**Work to complete:**
Skip every picture and transcribe the remaining material exactly.

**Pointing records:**
[START]

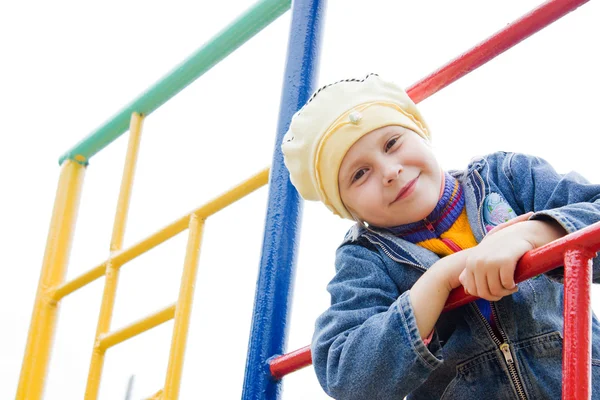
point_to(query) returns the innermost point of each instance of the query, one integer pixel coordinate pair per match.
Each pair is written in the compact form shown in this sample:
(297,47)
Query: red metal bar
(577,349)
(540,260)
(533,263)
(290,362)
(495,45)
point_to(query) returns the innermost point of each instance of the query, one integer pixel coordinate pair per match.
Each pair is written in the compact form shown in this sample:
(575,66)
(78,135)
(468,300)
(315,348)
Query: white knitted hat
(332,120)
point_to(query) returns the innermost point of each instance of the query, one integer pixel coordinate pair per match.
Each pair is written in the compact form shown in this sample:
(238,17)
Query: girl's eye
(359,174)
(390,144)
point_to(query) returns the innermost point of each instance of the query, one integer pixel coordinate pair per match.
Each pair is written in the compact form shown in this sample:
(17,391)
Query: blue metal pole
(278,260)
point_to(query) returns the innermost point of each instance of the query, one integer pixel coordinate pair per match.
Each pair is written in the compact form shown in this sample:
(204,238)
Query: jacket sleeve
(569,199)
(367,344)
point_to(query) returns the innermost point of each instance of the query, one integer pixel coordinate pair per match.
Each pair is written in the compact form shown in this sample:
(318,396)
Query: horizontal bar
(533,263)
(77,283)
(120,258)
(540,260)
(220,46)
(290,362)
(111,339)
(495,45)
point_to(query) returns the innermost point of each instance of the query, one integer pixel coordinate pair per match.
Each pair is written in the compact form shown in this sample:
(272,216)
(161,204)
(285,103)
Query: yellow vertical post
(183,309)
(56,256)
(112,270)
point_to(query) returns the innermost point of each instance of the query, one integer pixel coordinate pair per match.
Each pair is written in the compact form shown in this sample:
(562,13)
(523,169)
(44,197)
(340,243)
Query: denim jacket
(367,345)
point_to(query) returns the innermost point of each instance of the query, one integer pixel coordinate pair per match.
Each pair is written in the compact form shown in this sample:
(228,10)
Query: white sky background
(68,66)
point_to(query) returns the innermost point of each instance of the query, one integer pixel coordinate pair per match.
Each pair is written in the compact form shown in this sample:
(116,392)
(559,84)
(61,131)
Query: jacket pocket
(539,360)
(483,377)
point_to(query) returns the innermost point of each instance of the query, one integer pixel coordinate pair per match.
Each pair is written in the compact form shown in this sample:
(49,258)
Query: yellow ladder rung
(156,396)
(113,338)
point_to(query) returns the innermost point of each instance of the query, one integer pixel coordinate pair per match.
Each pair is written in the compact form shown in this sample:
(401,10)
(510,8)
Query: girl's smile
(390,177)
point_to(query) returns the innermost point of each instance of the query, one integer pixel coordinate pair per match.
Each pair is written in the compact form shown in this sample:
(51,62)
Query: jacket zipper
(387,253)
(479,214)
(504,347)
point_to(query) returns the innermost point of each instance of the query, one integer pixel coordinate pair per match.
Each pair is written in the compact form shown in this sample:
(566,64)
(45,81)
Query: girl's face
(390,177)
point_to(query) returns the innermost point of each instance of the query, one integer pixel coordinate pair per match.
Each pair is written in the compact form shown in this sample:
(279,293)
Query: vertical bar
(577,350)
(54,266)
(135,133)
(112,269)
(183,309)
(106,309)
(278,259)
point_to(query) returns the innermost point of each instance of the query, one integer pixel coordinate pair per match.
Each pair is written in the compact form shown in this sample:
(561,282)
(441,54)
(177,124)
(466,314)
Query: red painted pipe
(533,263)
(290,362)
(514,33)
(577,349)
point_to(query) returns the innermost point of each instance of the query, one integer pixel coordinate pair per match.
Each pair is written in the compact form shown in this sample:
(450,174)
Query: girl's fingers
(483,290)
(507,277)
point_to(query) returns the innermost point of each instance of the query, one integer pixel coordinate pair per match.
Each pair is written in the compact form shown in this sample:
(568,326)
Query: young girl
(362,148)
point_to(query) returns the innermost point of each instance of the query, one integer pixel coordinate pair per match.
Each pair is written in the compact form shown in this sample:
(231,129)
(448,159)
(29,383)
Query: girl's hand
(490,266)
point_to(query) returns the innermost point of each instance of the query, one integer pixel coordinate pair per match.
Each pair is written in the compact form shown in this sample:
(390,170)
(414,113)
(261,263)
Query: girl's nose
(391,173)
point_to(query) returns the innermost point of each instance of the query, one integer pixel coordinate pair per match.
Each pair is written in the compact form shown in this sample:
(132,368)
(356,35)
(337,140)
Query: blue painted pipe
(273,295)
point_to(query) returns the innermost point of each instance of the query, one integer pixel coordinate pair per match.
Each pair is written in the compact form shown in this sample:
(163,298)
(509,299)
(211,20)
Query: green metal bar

[END]

**The result:**
point_to(query) returns the innermost point of each instance of the query, one integer pixel coordinate pair per match.
Each pair is written in the compact form shown in this sample:
(297,47)
Query: red metal bar
(577,349)
(540,260)
(533,263)
(290,362)
(495,45)
point_to(query) returns the innermost point of each instance of the query, one integer pixel coordinate pair per match.
Each pair is written in the compact form shown in this sample:
(575,66)
(78,135)
(468,300)
(315,348)
Query: white knitted hat
(332,120)
point_to(query) returns the innermost point of each instance of the query, one integer pixel coordinate pair per match.
Each pair is written in the compact form shown in this sample:
(238,17)
Query: girl's eye
(359,174)
(390,144)
point_to(query) returns the innermost point of each instance of the query, one integer pixel coordinate pair per match.
Each pair is written in the compact form shown in this sample:
(17,391)
Query: blue metal pole
(278,260)
point_to(query) returns the innermost point of each instance of the query, one integer pixel coordinate pair per match.
Each pair is written in the compact form shown in this sample:
(204,238)
Query: jacket sleeve
(569,199)
(367,344)
point_to(query) returns the innermost point of each instance of the query, one integer pixel coordinate pair per match.
Each pair is written in the compact form shown in this sample:
(318,396)
Query: horizontal bar
(533,263)
(77,283)
(120,258)
(540,260)
(220,46)
(290,362)
(111,339)
(495,45)
point_to(query) returns the innermost point of each instance of the query, one integer pixel coordinate pair per match.
Each pair is written in the compact form shown in this sample:
(272,216)
(161,204)
(285,103)
Query: yellow vertical post
(183,309)
(56,256)
(112,270)
point_to(query) returns the innermost point of each instance of the query, one integer pixel coordinate pair per match.
Each pair is written in the compact form shown in this sample:
(562,13)
(523,169)
(44,197)
(340,243)
Query: denim jacket
(367,345)
point_to(query) returns the innermost point of each instance of the query, one integer pixel coordinate pair per match.
Each pair is written in the compact form shown in this sample:
(228,10)
Query: white sky background
(68,66)
point_to(query) returns the innermost point of each instance of the query, one integer pixel coordinate pair per match.
Each pair is written in the compact form shown in this sample:
(116,392)
(559,84)
(61,131)
Query: jacket pocket
(539,360)
(483,377)
point_to(query) returns the innermost point of each instance of the query, one integer pixel coordinate pair per match.
Each pair is written in the compact form shown in this sample:
(49,258)
Query: yellow ladder rung
(156,396)
(113,338)
point_to(query) returns the innermost point of each instance of the query, one integer pixel coordinate pair per match.
Each pair is written in the compact form shown in this sample:
(401,10)
(510,8)
Query: girl's smile
(390,177)
point_to(query) returns the innermost point of each instance of the query, one integer pixel coordinate pair per match.
Each pair is written in the compact form shown in this sample:
(51,62)
Query: jacket zipper
(387,253)
(479,214)
(504,347)
point_to(query) returns the innermost point of each instance of the query, one integer pixel coordinate pair per match.
Each pair is written in the compact form shown in this sample:
(566,64)
(45,81)
Query: girl's face
(390,177)
point_to(query) returns the innermost point of each instance of the query, one integer pixel coordinate pair per match.
Each pair is written in the compact form shown in this sample:
(279,293)
Query: vertical bar
(577,350)
(54,266)
(135,133)
(112,269)
(183,309)
(106,309)
(278,259)
point_to(query) returns the innermost point of each instance of the query, one integer pixel coordinate pair per match.
Each pair is written in the compact form shown in this sample:
(561,282)
(441,54)
(177,124)
(466,314)
Query: red painted pipe
(533,263)
(290,362)
(514,33)
(577,349)
point_to(query) returns the innermost point of each instance of the query, one integer pixel coordinate pair per match.
Each pair is written in the compact form shown in this sample:
(450,174)
Query: girl's fingers
(483,290)
(507,277)
point_to(query) returns the innermost point of each instance of the query, one integer pixel coordinate pair per match.
Each pair is written in the compact form shown in this sample:
(568,326)
Query: young girl
(362,148)
point_to(query) returns the innermost point of each instance of the query, one integer pixel coordinate pair per match.
Each pair is written in the compact form shown in this sample:
(231,129)
(448,159)
(29,383)
Query: girl's hand
(490,266)
point_to(query) returns the innermost point of each instance of the query, one integer pixel coordinate pair per match.
Each pair is written in the compact form shown in this sample:
(390,170)
(414,113)
(261,263)
Query: girl's nose
(391,173)
point_to(query) returns the innermost point of each instance of the query, one integer pixel coordinate pair per match.
Each pair is written in the compact form shown in this sample:
(132,368)
(356,35)
(337,140)
Query: blue painted pipe
(273,295)
point_to(query) returns the innermost point of each instance of the query, one integer pixel coordinate pair per match.
Each pair is written in the compact form shown in this sample:
(163,298)
(509,299)
(211,20)
Query: green metal bar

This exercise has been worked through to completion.